TEXT BLOCK >>
*** Block opens ***
Known to her public simply as "Dr. Ruth, " the New York psychologist, broadcaster, and writer Dr. Ruth Westheimer became known for giving out sexual advice "like good hot chicken soup" to Americans in the 1980s. Orphaned by the Third Reich when her German-Jewish family perished after sending her to safety in Switzerland, she immigrated to Palestine where she became a fervent Zionist and member of the Haganah, the Jewish underground movement. The tiny woman, only four feet seven inches tall, briefly married a young Israeli soldier, and the couple moved to Paris where she earned a degree in psychology from the Sorbonne. In 1956 Dr. Ruth moved to New York with her second husband. After this marriage ended, she supported herself and her young daughter by working as a maid while she learned English and earned a master's degree at the New School for Social Research. After meeting her third husband on a ski trip to the Catskills, she earned her doctorate in education at Columbia University.

Media Celebrity

Dr. Ruth learned about sex early when she sneaked into her father's library to read his hidden marriage manual. At Columbia she studied family counseling and sex counseling, and her big break came in 1977 when she gave a lecture to a group of New York broadcasters about the need for more broadcast programs to promote "sexual literacy." Contacts at this lecture evolved into a phenomenally popular two-hour syndicated radio talk show called Sexually Speaking, a cable television show, The Dr. Ruth Show, several best-selling books, and celebrity status throughout the country.
*** Block closes ***
SOURCE INFORMATION >>
*** Block opens ***
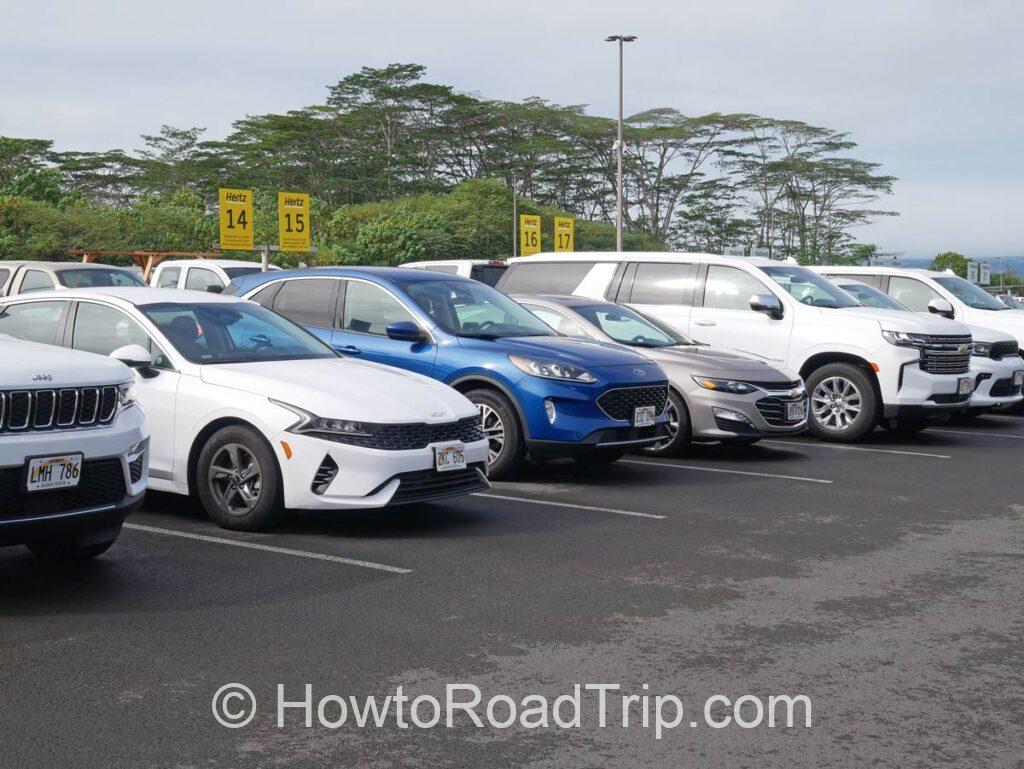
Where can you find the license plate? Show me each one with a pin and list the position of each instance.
(451, 457)
(796, 412)
(53, 472)
(644, 416)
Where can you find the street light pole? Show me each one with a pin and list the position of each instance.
(619, 143)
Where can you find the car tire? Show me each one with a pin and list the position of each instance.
(73, 550)
(507, 449)
(844, 404)
(679, 427)
(238, 480)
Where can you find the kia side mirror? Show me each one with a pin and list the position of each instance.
(133, 355)
(941, 307)
(406, 332)
(768, 304)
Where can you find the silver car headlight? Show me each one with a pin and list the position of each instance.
(552, 370)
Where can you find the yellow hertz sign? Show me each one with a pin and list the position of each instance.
(529, 235)
(293, 221)
(237, 219)
(564, 231)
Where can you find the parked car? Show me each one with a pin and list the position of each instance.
(713, 396)
(73, 446)
(26, 278)
(539, 393)
(944, 294)
(253, 415)
(862, 369)
(484, 270)
(995, 365)
(202, 274)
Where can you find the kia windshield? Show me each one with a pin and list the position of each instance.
(233, 333)
(468, 308)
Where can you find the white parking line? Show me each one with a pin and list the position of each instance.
(528, 501)
(728, 472)
(857, 449)
(972, 432)
(268, 548)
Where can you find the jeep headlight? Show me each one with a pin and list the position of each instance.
(552, 370)
(905, 339)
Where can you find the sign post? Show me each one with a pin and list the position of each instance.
(564, 233)
(236, 219)
(529, 235)
(293, 221)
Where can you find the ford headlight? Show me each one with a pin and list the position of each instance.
(905, 339)
(126, 395)
(552, 370)
(725, 385)
(309, 423)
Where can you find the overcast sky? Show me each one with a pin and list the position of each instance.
(932, 89)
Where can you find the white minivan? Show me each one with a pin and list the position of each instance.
(862, 369)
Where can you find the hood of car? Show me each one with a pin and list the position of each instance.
(563, 349)
(707, 361)
(32, 366)
(344, 388)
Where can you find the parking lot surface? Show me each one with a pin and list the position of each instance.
(884, 582)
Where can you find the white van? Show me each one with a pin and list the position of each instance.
(862, 369)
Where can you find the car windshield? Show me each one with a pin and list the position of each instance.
(468, 308)
(97, 278)
(871, 297)
(970, 294)
(810, 288)
(631, 328)
(233, 333)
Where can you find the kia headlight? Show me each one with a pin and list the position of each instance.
(905, 339)
(552, 370)
(725, 385)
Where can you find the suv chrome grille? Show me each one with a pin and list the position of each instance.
(946, 354)
(35, 411)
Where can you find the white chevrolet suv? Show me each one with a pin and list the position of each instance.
(73, 447)
(862, 369)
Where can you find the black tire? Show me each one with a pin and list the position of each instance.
(508, 449)
(237, 499)
(73, 550)
(599, 458)
(682, 433)
(853, 389)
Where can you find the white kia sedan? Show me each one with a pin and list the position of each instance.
(254, 415)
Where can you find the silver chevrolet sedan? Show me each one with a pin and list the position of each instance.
(714, 396)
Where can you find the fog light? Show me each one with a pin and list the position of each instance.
(731, 416)
(549, 409)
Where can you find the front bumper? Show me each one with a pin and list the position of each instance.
(370, 477)
(113, 482)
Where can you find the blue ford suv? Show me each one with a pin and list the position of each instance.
(539, 392)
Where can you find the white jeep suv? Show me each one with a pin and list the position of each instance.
(862, 369)
(73, 449)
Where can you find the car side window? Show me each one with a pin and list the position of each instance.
(656, 283)
(370, 309)
(101, 330)
(308, 301)
(729, 288)
(36, 280)
(169, 278)
(34, 322)
(558, 322)
(200, 279)
(911, 293)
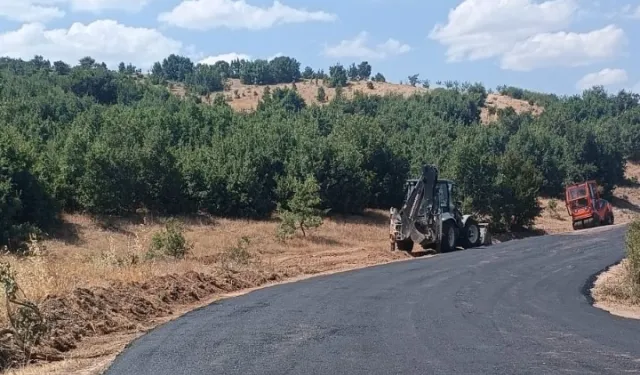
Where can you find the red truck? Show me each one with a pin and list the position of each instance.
(586, 207)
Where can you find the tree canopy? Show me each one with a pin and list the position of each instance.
(86, 138)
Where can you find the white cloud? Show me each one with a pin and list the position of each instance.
(605, 77)
(479, 29)
(30, 11)
(47, 10)
(104, 40)
(565, 49)
(524, 34)
(358, 48)
(210, 14)
(228, 57)
(96, 6)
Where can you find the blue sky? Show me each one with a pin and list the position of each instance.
(561, 46)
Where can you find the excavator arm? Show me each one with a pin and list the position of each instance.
(418, 219)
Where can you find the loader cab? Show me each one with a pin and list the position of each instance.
(447, 194)
(446, 191)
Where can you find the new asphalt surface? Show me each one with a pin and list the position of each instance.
(520, 307)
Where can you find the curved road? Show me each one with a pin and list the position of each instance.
(513, 308)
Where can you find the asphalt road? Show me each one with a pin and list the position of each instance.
(514, 308)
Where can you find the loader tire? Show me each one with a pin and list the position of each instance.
(406, 245)
(449, 237)
(471, 234)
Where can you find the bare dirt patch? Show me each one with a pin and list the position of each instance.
(497, 101)
(96, 288)
(246, 97)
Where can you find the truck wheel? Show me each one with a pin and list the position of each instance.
(471, 234)
(406, 245)
(449, 237)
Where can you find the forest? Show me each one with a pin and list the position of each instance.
(88, 139)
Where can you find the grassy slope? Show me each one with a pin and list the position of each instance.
(613, 289)
(96, 273)
(248, 96)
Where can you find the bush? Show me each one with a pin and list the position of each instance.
(170, 241)
(633, 255)
(321, 96)
(301, 211)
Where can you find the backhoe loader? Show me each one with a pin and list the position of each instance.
(430, 218)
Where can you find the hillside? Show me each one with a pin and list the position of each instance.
(96, 163)
(243, 97)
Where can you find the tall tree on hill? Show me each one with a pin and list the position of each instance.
(354, 73)
(337, 76)
(285, 69)
(308, 73)
(364, 70)
(177, 68)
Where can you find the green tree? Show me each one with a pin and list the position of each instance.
(308, 73)
(413, 79)
(337, 76)
(379, 78)
(302, 210)
(321, 96)
(364, 70)
(354, 73)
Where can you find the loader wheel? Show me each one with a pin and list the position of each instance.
(449, 237)
(406, 245)
(471, 234)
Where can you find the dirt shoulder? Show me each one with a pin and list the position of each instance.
(613, 292)
(98, 290)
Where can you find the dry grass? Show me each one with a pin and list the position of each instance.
(98, 257)
(614, 291)
(99, 278)
(95, 256)
(626, 206)
(246, 97)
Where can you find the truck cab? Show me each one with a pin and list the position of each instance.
(586, 207)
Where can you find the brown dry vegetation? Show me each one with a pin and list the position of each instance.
(246, 97)
(614, 290)
(97, 283)
(98, 291)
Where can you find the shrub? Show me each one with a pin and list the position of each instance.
(28, 325)
(633, 255)
(170, 241)
(301, 211)
(238, 254)
(321, 95)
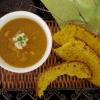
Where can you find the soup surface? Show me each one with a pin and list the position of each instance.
(22, 42)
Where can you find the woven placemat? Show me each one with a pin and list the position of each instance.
(28, 80)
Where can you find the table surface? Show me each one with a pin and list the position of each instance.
(21, 86)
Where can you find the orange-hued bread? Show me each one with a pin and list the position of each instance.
(72, 31)
(79, 51)
(72, 68)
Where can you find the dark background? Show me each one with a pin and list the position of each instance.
(37, 7)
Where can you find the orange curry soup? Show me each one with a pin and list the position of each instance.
(22, 42)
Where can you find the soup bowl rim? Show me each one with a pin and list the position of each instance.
(24, 14)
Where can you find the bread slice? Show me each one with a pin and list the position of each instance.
(72, 31)
(91, 40)
(73, 69)
(79, 51)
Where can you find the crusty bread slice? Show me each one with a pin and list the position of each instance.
(72, 31)
(79, 51)
(73, 69)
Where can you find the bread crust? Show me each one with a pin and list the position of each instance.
(78, 69)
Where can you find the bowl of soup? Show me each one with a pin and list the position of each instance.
(25, 41)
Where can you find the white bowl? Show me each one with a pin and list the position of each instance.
(23, 14)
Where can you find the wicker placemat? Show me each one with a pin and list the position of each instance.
(12, 80)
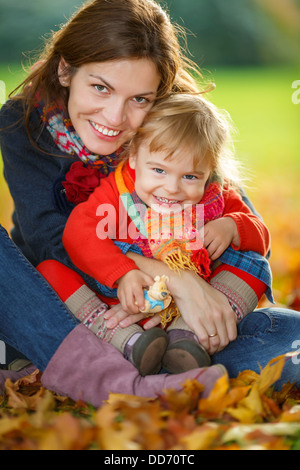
*** Block closes ***
AIM OF THE EXERCISE >> What comes next in the profile of Dr. Ruth Westheimer? Write the passage that follows its final sentence.

EXERCISE ANSWER >>
"Grandma Freud"

Dr. Ruth's accent, witty humor, eccentric style, and commonsense advice made her enormously popular with the American public. On a typical night four thousand callers jammed the radio station's switchboards, and her talk show became the top-rated radio show in the New York City area in 1983. She stirred controversy with both political and religious leaders because of her frank answers about homosexuality, sex education, and contraception. Her ability to say anything and get away with it gave her both detractors and admirers. Critics warned she verged on entertainment rather than psychology and accused her of being frivolous and irresponsible. Her admirers praised her conviction and "knack of translating new technological information about sex into sound practical advice." A firm believer in traditional marriage and family, her enthusiasm for her work also kept her in her active private practice as a psychologist and family counselor.

Spicy Advice and the Ratings

To her loyal followers who counted on her, no question was too outrageous and no problem was insoluble. When a caller asked what to do about his girlfriend who had given him an inflatable love doll and "wants to watch, " Dr. Ruth fired back, "Give the doll a name and have a good time." Concern about instant advice to unseen callers prompted the American Psychiatric Association to caution the growing ranks of media therapists against providing actual therapy or trying to solve a problem conclusively over the air. But Dr. Ruth's spicy advice, conventional morality, and upbeat approach continued to help media ratings whether or not they actually helped the nation's sexual psyche.

Further Reading

Ruth K. Westheimer and Jonathan Mark, Heavenly Sex: Sexuality in the Jewish Tradition, New York University Press, 1995, 188p.

Ruth K. Westheimer, Dr. Ruth's Guide to Good Sex, Warner Books, 1983.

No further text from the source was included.